> **The task**
Each entry in the listing below should be restated word for word.

──────────

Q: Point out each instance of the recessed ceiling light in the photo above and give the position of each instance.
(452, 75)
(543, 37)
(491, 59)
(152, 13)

──────────

> **Response to the task**
Q: Point out each instance of the recessed ceiling light in the photo above and give the position of each instance.
(452, 75)
(543, 37)
(491, 59)
(152, 13)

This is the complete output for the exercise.